* **WHAT TO WORK ON**
Your answer must be the line holding "Objective — one point per instance of the garden" followed by every later line through the end of the entries, exactly as written.
[[ DATA TO USE, beginning ]]
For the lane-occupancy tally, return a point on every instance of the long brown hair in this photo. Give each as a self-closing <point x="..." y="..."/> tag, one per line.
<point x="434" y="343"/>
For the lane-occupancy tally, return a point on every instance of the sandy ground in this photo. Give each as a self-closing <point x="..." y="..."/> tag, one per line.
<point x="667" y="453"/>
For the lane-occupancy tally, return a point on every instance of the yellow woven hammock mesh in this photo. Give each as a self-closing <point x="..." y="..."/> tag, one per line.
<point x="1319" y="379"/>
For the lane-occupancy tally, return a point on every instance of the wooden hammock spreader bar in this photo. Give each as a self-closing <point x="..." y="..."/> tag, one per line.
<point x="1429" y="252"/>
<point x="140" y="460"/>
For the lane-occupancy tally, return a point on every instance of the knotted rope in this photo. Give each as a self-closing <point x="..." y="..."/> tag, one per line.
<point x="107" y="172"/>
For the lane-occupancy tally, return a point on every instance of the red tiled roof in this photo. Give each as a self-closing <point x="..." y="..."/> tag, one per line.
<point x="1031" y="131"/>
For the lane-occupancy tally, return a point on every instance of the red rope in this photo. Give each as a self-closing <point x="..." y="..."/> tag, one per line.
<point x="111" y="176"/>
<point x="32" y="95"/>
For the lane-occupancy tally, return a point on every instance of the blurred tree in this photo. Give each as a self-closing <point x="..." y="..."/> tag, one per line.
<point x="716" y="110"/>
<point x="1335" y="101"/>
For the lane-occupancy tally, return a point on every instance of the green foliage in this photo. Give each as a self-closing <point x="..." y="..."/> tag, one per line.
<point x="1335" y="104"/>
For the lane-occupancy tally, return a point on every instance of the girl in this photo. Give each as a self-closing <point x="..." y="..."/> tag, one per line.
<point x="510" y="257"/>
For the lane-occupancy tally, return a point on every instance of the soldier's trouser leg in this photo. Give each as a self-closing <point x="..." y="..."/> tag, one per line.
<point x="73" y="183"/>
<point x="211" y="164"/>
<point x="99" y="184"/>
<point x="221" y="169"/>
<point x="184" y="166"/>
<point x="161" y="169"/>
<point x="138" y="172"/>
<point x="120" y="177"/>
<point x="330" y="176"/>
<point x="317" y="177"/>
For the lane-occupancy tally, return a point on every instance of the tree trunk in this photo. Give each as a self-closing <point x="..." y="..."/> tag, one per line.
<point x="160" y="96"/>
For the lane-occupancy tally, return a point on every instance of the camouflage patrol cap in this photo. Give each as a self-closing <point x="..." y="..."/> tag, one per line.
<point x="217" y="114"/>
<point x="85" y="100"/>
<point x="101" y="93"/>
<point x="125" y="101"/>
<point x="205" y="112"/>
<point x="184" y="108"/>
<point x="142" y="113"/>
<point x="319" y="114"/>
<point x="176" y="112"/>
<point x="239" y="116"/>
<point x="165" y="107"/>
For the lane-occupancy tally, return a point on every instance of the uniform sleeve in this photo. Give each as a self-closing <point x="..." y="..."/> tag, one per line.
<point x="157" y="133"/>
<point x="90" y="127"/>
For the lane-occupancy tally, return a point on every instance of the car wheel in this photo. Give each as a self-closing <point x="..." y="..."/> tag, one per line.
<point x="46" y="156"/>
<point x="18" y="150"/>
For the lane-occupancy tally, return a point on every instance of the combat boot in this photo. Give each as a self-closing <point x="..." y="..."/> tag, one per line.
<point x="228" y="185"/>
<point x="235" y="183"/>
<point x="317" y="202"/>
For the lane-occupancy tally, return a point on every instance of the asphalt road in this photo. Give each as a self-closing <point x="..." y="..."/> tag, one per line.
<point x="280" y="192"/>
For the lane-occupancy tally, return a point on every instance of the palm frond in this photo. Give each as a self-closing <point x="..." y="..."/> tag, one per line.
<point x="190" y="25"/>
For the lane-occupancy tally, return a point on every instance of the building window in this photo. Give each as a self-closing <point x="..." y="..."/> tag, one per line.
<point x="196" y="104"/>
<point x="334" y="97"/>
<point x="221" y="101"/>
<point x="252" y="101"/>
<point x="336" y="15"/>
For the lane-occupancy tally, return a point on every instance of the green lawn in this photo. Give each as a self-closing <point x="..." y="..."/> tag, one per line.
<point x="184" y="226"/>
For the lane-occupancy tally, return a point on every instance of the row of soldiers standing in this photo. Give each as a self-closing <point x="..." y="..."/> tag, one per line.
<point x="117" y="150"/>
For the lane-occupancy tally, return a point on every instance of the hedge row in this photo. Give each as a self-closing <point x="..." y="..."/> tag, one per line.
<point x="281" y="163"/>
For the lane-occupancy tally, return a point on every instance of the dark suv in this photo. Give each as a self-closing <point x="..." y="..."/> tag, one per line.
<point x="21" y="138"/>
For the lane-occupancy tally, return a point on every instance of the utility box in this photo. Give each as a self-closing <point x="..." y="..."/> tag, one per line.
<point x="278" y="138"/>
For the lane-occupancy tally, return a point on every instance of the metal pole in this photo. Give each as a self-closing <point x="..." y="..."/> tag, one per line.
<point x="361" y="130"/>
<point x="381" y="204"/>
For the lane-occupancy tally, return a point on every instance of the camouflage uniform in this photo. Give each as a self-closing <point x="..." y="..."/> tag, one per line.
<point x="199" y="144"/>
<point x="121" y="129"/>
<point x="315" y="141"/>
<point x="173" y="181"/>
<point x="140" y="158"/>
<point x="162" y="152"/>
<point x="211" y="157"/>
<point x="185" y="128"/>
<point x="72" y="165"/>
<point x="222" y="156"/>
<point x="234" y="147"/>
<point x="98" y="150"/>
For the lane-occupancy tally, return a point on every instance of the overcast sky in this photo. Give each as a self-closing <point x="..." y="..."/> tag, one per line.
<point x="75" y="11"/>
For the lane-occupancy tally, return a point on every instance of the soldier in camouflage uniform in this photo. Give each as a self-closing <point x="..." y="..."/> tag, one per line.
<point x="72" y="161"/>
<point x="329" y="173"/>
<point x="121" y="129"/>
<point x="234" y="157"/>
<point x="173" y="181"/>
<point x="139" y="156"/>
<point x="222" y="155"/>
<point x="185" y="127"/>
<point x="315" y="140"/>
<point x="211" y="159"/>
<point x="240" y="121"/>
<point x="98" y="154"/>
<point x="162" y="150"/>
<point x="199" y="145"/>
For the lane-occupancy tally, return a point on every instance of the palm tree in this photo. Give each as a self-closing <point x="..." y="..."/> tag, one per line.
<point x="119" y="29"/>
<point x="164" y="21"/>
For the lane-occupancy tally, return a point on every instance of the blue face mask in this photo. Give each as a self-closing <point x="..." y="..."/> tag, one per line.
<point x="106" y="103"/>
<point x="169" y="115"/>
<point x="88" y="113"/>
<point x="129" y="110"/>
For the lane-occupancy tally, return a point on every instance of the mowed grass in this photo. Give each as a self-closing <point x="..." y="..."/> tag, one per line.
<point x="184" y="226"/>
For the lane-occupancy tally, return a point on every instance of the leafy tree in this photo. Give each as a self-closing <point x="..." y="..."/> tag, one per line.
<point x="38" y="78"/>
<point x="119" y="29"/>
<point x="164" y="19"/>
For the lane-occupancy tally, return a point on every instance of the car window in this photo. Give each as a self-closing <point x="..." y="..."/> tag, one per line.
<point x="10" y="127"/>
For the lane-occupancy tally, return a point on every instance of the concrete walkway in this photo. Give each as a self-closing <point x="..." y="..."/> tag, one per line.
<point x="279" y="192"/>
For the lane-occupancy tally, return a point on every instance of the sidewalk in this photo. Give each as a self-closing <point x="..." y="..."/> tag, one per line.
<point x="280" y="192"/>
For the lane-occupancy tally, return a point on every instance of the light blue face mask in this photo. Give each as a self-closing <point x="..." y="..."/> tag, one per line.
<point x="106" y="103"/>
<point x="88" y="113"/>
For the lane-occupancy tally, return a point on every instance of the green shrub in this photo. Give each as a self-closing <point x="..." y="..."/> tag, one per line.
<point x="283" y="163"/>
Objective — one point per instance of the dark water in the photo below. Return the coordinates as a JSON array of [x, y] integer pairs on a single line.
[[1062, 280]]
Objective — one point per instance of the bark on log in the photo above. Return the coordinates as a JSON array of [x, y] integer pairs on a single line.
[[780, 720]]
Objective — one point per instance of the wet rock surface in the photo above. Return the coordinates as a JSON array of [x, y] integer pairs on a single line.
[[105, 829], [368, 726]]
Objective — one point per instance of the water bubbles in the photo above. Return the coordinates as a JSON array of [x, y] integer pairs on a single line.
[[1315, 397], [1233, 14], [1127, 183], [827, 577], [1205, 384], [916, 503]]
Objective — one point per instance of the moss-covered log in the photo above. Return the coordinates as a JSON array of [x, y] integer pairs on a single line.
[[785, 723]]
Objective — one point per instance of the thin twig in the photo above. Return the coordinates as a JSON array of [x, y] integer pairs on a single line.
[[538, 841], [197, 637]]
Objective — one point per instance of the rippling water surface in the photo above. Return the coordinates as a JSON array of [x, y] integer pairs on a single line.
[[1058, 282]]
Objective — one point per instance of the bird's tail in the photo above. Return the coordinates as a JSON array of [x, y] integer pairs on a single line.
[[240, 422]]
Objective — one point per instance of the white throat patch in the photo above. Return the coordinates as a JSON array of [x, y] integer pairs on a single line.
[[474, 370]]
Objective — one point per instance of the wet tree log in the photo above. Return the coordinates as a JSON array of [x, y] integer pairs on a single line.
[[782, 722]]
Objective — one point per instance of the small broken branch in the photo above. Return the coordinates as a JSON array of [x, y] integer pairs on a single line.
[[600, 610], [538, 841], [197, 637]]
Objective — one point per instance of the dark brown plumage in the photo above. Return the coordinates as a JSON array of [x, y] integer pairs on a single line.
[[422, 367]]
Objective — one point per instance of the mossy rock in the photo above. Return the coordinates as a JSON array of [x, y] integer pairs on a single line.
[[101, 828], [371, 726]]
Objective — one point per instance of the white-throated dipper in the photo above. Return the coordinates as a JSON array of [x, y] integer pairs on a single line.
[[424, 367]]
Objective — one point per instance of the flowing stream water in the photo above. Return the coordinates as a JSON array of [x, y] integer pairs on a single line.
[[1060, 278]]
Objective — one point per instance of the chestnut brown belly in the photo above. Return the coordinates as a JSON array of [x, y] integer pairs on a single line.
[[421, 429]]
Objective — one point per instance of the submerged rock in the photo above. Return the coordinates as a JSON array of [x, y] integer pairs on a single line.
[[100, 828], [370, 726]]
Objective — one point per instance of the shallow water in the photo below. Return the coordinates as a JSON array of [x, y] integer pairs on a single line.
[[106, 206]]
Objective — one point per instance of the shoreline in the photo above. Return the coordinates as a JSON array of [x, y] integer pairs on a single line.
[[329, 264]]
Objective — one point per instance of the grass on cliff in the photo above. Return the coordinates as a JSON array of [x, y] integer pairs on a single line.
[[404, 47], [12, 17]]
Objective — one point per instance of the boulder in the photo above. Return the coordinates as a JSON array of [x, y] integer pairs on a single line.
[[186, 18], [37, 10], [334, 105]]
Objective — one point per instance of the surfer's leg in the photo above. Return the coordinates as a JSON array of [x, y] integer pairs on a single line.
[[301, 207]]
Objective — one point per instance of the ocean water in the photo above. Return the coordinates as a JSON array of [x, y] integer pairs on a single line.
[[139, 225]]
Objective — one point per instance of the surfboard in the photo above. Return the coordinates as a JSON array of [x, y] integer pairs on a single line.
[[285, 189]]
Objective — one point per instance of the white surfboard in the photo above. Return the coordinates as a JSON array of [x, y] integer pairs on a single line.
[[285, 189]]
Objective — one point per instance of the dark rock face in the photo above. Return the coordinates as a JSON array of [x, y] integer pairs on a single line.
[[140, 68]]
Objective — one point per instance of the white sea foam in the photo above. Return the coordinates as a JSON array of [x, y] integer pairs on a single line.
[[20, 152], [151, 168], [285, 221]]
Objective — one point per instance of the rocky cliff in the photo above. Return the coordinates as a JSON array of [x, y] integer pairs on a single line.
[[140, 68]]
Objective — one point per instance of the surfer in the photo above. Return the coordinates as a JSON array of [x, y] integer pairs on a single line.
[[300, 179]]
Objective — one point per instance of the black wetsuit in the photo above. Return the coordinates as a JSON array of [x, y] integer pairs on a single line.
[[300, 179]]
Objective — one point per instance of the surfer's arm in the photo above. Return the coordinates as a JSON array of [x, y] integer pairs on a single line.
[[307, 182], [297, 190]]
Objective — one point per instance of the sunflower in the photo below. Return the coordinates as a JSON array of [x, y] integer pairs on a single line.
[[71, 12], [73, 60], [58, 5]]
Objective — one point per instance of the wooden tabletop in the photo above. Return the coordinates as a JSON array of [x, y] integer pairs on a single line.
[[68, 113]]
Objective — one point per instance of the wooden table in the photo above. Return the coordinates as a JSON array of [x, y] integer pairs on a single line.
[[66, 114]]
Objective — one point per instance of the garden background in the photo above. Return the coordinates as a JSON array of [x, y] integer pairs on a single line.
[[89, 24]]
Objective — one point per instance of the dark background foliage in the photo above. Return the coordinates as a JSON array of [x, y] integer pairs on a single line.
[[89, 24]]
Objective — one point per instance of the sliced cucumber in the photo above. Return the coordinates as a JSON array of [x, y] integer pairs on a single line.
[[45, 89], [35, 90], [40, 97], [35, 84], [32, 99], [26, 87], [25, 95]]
[[ DATA TO USE, end ]]
* **EXERCISE SOLUTION**
Objective — one point per instance of the garden background in the photo above. Return the coordinates as a JSON array of [x, y] integer pairs on a single line.
[[89, 24]]
Objective — one point per instance of the dark background foliage in the photo above. Return the coordinates as a JSON array of [x, y] integer pairs on a single line.
[[89, 24]]
Objective — one point per instance of the sliced cucumber in the photo above. Return the coordinates as a JSON array of [x, y] integer pairs on a single line.
[[45, 89], [35, 90], [40, 97], [35, 84], [32, 99], [26, 87], [25, 95]]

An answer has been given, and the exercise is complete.